• THE REQUEST: Rescale the stretch from the start of the material through the line containing "M 59 861 L 71" and give every line again, requests included. Multiply each coordinate in the answers by 0.8 and round to whole numbers, with halves rounded up, leaving the numbers in the requests and their format samples as they are.

• PROVIDED RECORDS:
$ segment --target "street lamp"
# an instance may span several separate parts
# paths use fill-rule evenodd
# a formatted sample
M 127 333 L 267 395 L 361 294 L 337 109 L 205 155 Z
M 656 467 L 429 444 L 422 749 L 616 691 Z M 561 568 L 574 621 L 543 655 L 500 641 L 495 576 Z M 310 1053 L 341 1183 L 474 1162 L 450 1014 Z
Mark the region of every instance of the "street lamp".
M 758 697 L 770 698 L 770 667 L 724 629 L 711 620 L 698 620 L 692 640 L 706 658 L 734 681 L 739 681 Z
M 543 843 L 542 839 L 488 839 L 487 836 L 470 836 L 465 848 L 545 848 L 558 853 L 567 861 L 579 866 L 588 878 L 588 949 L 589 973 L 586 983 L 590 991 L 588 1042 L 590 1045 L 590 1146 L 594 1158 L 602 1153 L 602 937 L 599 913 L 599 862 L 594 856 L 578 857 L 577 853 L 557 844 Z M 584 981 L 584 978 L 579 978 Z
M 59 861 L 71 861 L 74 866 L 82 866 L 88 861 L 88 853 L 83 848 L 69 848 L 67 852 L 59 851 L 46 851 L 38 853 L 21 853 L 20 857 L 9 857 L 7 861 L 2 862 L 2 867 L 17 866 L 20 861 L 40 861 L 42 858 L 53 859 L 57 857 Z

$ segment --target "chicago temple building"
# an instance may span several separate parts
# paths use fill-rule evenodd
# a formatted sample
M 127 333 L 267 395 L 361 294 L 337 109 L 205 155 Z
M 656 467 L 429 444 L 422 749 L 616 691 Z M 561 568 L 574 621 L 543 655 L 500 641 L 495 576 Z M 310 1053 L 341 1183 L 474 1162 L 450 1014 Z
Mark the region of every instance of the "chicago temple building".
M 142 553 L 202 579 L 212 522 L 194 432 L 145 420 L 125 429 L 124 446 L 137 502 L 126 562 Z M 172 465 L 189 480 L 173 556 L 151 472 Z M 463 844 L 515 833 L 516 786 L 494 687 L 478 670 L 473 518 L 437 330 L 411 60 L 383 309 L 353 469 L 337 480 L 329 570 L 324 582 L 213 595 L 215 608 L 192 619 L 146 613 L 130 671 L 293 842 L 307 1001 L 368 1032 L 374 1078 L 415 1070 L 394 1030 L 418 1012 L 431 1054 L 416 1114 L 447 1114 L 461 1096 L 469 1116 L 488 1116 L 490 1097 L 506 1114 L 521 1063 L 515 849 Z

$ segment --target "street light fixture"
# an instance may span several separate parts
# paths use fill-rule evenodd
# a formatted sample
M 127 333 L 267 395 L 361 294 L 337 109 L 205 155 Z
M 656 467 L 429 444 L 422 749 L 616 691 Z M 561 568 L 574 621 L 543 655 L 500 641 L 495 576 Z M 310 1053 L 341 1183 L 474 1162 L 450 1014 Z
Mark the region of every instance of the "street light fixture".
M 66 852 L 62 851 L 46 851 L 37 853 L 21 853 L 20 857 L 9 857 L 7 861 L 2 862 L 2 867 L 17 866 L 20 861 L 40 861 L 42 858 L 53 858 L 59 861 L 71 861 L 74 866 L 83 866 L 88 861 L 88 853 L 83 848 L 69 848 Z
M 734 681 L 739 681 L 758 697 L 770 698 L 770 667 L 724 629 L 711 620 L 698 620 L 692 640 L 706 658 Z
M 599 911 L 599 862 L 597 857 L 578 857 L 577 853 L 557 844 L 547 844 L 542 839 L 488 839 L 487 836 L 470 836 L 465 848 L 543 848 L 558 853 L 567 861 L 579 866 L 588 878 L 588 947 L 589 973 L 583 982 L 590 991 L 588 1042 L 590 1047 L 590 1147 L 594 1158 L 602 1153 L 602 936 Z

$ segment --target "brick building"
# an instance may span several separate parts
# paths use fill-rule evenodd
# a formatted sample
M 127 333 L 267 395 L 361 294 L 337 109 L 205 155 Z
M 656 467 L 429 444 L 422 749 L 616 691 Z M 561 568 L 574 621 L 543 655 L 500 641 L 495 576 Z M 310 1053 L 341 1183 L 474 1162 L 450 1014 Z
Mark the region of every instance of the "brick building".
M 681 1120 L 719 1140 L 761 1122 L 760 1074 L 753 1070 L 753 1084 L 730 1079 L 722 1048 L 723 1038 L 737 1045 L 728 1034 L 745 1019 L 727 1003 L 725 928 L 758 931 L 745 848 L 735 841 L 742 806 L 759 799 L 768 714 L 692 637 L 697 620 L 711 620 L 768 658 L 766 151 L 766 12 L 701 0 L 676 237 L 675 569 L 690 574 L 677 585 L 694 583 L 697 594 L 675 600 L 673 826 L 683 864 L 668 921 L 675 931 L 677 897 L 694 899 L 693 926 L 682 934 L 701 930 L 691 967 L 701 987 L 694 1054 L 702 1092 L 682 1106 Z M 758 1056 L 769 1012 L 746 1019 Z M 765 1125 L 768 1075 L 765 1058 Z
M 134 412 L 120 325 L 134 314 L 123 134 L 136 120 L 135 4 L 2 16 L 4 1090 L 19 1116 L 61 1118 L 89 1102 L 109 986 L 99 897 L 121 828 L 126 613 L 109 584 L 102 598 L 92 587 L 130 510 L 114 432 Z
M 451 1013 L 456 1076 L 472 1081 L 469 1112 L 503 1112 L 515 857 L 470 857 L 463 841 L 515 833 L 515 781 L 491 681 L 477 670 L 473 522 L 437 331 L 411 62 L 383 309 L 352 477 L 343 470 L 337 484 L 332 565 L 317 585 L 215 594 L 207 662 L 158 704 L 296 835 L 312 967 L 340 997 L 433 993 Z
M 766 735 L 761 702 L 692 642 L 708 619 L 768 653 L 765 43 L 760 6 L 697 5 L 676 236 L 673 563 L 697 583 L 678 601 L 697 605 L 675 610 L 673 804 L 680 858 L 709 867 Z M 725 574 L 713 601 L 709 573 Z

• RESPONSE TO THIS EXERCISE:
$ segment --target "street lamp"
# an instance may span several separate parts
# paths use fill-rule evenodd
# a formatted sample
M 127 333 L 267 395 L 361 294 L 337 109 L 205 155 Z
M 656 467 L 429 444 L 422 749 L 616 691 Z M 561 568 L 574 621 L 543 655 L 500 641 L 495 576 Z M 310 1053 L 341 1183 L 474 1162 L 450 1014 Z
Mark the region of every instance of the "street lamp".
M 606 558 L 616 558 L 616 534 L 579 503 L 569 496 L 558 496 L 554 512 L 565 526 L 587 545 L 591 545 Z
M 434 674 L 434 671 L 390 671 L 390 669 L 376 669 L 372 678 L 436 678 L 446 682 L 454 689 L 463 693 L 470 702 L 470 759 L 471 778 L 469 786 L 472 793 L 470 834 L 472 836 L 472 917 L 475 926 L 482 922 L 482 750 L 479 730 L 479 690 L 475 685 L 462 686 L 462 682 L 446 675 Z M 467 785 L 467 782 L 463 782 Z
M 47 689 L 57 689 L 59 693 L 66 693 L 70 689 L 70 682 L 66 678 L 55 678 L 54 682 L 47 681 L 37 681 L 30 682 L 17 682 L 16 686 L 7 686 L 6 689 L 2 690 L 2 694 L 14 693 L 16 689 L 32 689 L 34 686 L 42 687 L 46 686 Z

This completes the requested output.